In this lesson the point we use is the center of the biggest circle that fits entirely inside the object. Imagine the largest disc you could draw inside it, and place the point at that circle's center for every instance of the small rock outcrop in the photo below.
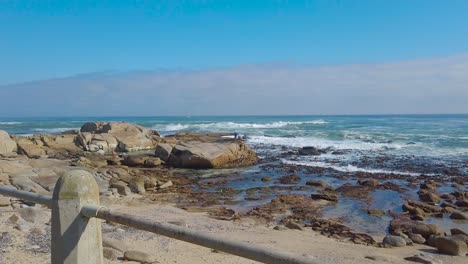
(117, 136)
(451, 246)
(209, 155)
(138, 256)
(7, 145)
(394, 241)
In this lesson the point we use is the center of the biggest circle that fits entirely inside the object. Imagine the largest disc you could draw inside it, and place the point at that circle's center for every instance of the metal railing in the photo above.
(76, 230)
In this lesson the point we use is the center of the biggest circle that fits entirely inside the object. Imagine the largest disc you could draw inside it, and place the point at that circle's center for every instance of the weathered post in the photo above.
(76, 239)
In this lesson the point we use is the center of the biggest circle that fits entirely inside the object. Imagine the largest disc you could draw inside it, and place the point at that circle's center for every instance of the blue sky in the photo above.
(233, 57)
(48, 39)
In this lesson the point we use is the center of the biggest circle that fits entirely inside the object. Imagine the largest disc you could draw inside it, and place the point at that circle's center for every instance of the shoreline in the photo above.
(268, 194)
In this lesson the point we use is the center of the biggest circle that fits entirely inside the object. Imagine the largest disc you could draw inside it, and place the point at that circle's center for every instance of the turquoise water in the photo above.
(427, 139)
(412, 145)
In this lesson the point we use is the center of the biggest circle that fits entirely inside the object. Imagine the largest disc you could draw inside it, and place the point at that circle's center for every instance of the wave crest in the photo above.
(217, 126)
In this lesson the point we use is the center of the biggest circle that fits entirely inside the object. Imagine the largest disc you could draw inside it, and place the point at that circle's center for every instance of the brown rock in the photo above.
(207, 155)
(322, 184)
(428, 196)
(163, 151)
(266, 179)
(427, 230)
(325, 196)
(130, 137)
(459, 216)
(7, 145)
(450, 246)
(462, 203)
(456, 231)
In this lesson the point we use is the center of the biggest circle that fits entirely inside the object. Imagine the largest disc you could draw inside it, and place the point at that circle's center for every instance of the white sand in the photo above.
(308, 243)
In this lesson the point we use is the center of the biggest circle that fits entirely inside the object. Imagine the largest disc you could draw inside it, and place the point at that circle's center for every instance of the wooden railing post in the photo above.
(76, 239)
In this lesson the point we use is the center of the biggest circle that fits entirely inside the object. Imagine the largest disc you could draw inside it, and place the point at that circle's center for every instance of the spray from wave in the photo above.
(229, 126)
(10, 123)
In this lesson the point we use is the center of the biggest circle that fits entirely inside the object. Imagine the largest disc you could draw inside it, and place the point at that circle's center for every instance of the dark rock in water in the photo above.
(427, 230)
(451, 246)
(371, 182)
(317, 183)
(375, 212)
(426, 207)
(266, 179)
(461, 237)
(428, 185)
(310, 151)
(459, 216)
(417, 238)
(290, 179)
(141, 161)
(428, 196)
(462, 203)
(456, 231)
(359, 192)
(394, 241)
(325, 196)
(413, 210)
(448, 197)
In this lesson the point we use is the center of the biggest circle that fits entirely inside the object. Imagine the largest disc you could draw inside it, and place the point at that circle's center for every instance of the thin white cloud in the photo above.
(438, 85)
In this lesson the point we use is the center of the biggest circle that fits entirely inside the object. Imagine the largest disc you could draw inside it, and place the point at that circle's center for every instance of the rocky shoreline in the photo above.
(131, 161)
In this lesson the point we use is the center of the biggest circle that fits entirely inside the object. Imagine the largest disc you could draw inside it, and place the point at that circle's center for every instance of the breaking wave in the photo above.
(322, 143)
(229, 126)
(10, 123)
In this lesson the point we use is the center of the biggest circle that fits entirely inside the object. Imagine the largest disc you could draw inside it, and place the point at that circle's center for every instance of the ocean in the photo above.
(389, 145)
(429, 139)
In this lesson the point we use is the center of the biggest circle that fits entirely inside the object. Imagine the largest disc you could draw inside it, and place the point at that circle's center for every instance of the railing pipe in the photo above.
(253, 252)
(28, 196)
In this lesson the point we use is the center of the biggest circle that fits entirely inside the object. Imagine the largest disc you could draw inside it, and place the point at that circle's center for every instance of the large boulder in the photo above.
(163, 151)
(208, 155)
(130, 137)
(31, 147)
(7, 144)
(451, 246)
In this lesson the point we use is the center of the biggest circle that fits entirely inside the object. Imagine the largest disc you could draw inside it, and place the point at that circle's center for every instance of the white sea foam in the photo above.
(348, 168)
(55, 129)
(229, 126)
(10, 123)
(322, 143)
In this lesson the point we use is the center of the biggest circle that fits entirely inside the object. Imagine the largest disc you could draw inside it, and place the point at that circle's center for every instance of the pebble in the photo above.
(115, 244)
(139, 256)
(4, 201)
(110, 254)
(394, 241)
(421, 258)
(30, 214)
(378, 258)
(166, 185)
(417, 238)
(292, 225)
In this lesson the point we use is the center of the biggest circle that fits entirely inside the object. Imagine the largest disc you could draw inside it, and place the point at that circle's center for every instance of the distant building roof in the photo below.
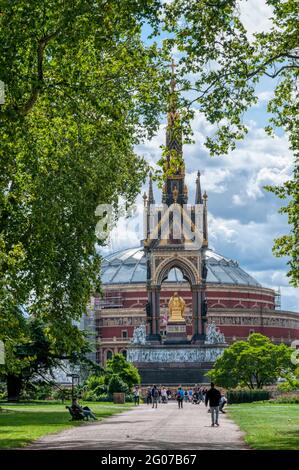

DO THIS
Please find every line in the rows above that contains the word "post" and copy each of those lines in full. Case counts, so a match must have the same capitalization.

THE RESULT
In this lesson the point we use is the center of the biggest circle that fits entirely inside the object. Imagine the largest disc you could draw inside it, and place the point at that circle's center for every instance of the weathered post in the photo above.
In this lesson the point we use is the center of the biggest circle that fits entirely inside the object. Imagine the largest disc you could draw inside it, and place the point at that circle's center for every instance of the wooden railing post in the photo above.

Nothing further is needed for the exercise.